§ **Task instructions**: Rewrite all of the records below, replacing "For this part of the lesson" with "In this exercise" everywhere it occurs and leaving everything else unchanged.

§ **Extracted data**:
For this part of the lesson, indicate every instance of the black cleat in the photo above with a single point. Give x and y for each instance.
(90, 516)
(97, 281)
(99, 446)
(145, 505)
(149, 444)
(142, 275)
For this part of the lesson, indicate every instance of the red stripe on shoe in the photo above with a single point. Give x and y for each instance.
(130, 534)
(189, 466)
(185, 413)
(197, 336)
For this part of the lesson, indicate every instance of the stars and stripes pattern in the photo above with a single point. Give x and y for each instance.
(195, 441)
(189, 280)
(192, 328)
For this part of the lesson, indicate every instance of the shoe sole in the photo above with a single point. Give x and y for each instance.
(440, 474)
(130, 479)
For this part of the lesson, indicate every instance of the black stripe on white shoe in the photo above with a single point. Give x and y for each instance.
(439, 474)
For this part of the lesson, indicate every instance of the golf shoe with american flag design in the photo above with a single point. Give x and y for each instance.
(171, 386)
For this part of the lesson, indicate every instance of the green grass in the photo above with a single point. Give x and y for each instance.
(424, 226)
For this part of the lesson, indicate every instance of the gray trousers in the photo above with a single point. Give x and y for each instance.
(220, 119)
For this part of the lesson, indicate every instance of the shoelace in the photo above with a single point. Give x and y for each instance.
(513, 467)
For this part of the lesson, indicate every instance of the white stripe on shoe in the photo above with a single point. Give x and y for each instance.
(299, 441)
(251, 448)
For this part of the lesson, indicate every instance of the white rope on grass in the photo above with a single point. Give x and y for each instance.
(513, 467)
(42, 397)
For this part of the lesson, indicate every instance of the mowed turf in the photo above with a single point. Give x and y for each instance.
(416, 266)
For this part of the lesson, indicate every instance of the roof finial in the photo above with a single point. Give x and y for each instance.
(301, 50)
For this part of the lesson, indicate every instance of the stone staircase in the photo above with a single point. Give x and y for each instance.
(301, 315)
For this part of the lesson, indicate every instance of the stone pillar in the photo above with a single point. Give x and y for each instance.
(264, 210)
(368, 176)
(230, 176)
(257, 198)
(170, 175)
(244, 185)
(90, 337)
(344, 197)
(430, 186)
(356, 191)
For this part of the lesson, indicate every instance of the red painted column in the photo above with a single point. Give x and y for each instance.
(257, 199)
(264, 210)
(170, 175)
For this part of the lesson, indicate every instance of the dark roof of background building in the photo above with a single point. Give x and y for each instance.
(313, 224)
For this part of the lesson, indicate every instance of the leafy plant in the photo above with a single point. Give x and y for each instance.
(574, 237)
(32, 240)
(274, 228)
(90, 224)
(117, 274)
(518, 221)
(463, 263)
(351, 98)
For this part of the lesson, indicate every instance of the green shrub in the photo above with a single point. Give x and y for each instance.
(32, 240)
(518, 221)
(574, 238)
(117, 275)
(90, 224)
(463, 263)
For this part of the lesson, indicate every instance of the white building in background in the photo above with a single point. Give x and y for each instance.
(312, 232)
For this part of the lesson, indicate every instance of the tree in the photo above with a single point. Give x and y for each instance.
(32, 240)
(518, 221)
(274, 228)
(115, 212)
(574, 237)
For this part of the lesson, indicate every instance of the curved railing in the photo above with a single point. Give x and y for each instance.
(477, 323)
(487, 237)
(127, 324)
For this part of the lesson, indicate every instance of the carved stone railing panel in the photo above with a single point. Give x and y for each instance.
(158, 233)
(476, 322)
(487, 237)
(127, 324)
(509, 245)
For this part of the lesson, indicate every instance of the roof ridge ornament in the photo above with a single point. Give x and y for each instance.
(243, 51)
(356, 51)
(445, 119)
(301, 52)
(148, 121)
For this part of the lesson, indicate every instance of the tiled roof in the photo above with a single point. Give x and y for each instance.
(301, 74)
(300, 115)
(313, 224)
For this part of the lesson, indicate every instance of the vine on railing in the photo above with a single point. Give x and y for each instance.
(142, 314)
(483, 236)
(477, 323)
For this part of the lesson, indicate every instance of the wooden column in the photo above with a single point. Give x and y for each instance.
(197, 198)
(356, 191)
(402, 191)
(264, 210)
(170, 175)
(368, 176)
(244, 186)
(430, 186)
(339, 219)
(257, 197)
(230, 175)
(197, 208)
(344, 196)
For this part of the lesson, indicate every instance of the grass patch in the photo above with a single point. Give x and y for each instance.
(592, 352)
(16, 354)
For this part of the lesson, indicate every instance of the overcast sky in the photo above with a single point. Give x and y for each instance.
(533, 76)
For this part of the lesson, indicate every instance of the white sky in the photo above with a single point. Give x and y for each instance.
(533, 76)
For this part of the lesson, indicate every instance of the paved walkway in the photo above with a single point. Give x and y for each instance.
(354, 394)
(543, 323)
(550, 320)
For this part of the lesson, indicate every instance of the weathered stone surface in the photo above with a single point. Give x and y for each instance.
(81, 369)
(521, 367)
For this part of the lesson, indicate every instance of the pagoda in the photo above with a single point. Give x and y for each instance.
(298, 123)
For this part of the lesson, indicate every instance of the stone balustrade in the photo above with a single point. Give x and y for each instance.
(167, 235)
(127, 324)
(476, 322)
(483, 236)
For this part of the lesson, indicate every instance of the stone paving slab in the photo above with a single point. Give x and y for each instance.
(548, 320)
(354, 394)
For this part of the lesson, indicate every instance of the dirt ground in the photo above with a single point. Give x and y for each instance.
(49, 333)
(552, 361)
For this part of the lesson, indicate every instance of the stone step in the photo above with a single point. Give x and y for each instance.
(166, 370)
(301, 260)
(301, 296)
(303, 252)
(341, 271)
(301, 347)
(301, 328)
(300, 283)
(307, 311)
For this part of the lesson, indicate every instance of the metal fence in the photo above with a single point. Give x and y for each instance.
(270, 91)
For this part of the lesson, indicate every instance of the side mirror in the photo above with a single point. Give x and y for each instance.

§ **Complete answer**:
In this exercise, indicate every instance of the black cleat in the photo above with a single point. Give x and y for each instance.
(90, 516)
(97, 281)
(99, 446)
(145, 505)
(149, 444)
(142, 275)
In this exercise, indicate every instance of the red stripe on shoe in the photo above with a single point. Give x and y for each instance.
(130, 534)
(189, 466)
(185, 413)
(197, 336)
In this exercise, indicate every instance of the stars and stripes pattern in the photo above with a single point. Give x and y for each instance.
(195, 441)
(189, 280)
(192, 328)
In this exercise, indicate every instance of the shoe sole in the photo above with a single point. Give x and y for each instance.
(440, 474)
(130, 479)
In this exercise, indicate every instance of the black stripe on white shoe in the photo above with a single point. Give x and y for each instance.
(439, 474)
In this exercise, indicate every instance of the golf shoe with american flag design in the photo above with a single point. Give x and y for each instance.
(171, 386)
In this exercise, indicate every instance of the green grass in the photo above with a single point. Give x and y for each instance.
(424, 226)
In this exercise, indicate every instance of the gray trousers in the photo above with a single point. Give x and y for each instance.
(220, 119)
In this exercise, indicate every instance of the shoelace in the photo above with a single point. Give x and y for each instance.
(513, 467)
In this exercise, indicate every instance of the white stripe on shoe in the photo above with a single point. Give x and y for each instance.
(299, 441)
(251, 448)
In this exercise, indicate every instance of the white rope on grass in the photo above with a single point. Give x and y for each instance.
(513, 467)
(42, 397)
In this exercise, indicate every instance of the mowed turf in the photo above with a single point. Give x and y for each instance.
(416, 266)
In this exercise, indicate every instance of the roof finial in the photo above with a single point. Give x and y for each instance.
(301, 50)
In this exercise, indicate every instance of the stone staircase in the photo above with a single point. Give x and y for each instance.
(301, 315)
In this exercise, indicate every instance of the stone pillar in the photo above with a single point. Give x and y for each instance.
(264, 210)
(368, 176)
(230, 176)
(257, 198)
(170, 175)
(244, 185)
(90, 337)
(344, 197)
(430, 186)
(356, 191)
In this exercise, indicate every instance of the red painted column in the photo above with a single point. Give x and y for each instance.
(257, 199)
(264, 210)
(170, 175)
In this exercise, indicate every instance of the dark roof of background building in the photo above with a single point. Give x and y for each instance.
(313, 224)
In this exercise, indicate every instance of the leafy plant in the photo above with a single point. Give x and y for each instance.
(574, 237)
(32, 240)
(274, 228)
(90, 224)
(117, 274)
(518, 221)
(463, 263)
(351, 98)
In this exercise, indicate every instance of the green shrub in the photo above with a single point. Give x and y for each instance.
(32, 240)
(518, 221)
(574, 238)
(117, 275)
(90, 224)
(463, 263)
In this exercise, indicate every instance of the white building in background in the photo above with a single point. Give x and y for each instance.
(312, 232)
In this exercise, indicate every instance of the tree in the photo above with a single point. Give x and y for each instance.
(32, 240)
(518, 221)
(274, 228)
(115, 212)
(574, 237)
In this exercise, indicate every instance of the curved railing in the photo above with a single point. Give x and y for each instance.
(477, 323)
(487, 237)
(127, 324)
In this exercise, indicate every instance of the carved stone railing panel in the photo above with a single point. Give x and y for each instance.
(158, 233)
(476, 322)
(487, 237)
(127, 324)
(509, 245)
In this exercise, indicate every instance of the roof ridge ornament in the photo above with a single point. Give x and y for each instance.
(243, 51)
(356, 51)
(445, 119)
(301, 52)
(148, 121)
In this exercise, indicate every instance of the tiled roof in the photo above with a single point. Give x and y for each instance.
(301, 74)
(300, 115)
(313, 224)
In this exercise, indicate every instance of the vine on railing in the photo above with a single point. Give x and y for each instance.
(142, 314)
(483, 236)
(477, 323)
In this exercise, indicate every instance of the wooden column in the photo above with a single point. Give x and y for each instance.
(197, 198)
(356, 191)
(402, 191)
(264, 210)
(170, 175)
(368, 176)
(244, 186)
(430, 186)
(339, 219)
(257, 197)
(230, 175)
(197, 208)
(344, 196)
In this exercise, indicate every instance of the grass patch in the photo above with a single point. Give x and y for each instance.
(592, 352)
(16, 354)
In this exercise, indicate every instance of the overcast sky in the photo above with a single point. Give x and y for each instance.
(533, 76)
In this exercise, indicate every instance of the white sky in the photo above with a single point. Give x and y for each instance.
(533, 76)
In this exercise, indicate every instance of the paved walkway in the photo above with a single point. Give x and y for each instance.
(354, 394)
(543, 323)
(550, 320)
In this exercise, indicate every instance of the weathered stone surface in the photo above with a single point. Give x and y for each instance.
(81, 369)
(521, 367)
In this exercise, indicate every instance of the pagoda in the photo above with a single point. Give x and y for each instance.
(298, 123)
In this exercise, indicate every instance of the stone balustrade in the photo above with a single point. Give x and y for each instance.
(167, 235)
(127, 324)
(476, 322)
(483, 236)
In this exercise, indicate every instance of the stone paving slab in the photo above with a single point. Give x and y for each instance.
(548, 320)
(354, 394)
In this exercise, indicate every instance of the dirt ground in the photo above with a single point. Give x and y for each instance.
(49, 333)
(552, 361)
In this exercise, indicate every instance of the stone step in the photo above with a single point. Give x and y for each instance.
(166, 370)
(301, 260)
(301, 296)
(303, 252)
(341, 271)
(301, 347)
(301, 328)
(300, 283)
(307, 311)
In this exercise, indicate every instance of the metal fence in the photo above with a single point. Give x and y for each instance.
(270, 91)
In this exercise, indicate every instance of the side mirror in the photo above with a single point. Give x and y for each instance.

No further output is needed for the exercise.